→ **About this exercise**
Every record here needs to be retyped exactly.
----------------------------------------
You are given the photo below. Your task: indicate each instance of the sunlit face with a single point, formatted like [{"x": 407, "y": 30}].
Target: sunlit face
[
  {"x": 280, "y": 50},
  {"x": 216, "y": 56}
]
----------------------------------------
→ **Answer to this problem**
You are given the photo below. Your task: indicate each instance of the sunlit face with a single point, formatted like [{"x": 407, "y": 30}].
Target: sunlit face
[
  {"x": 280, "y": 50},
  {"x": 216, "y": 56}
]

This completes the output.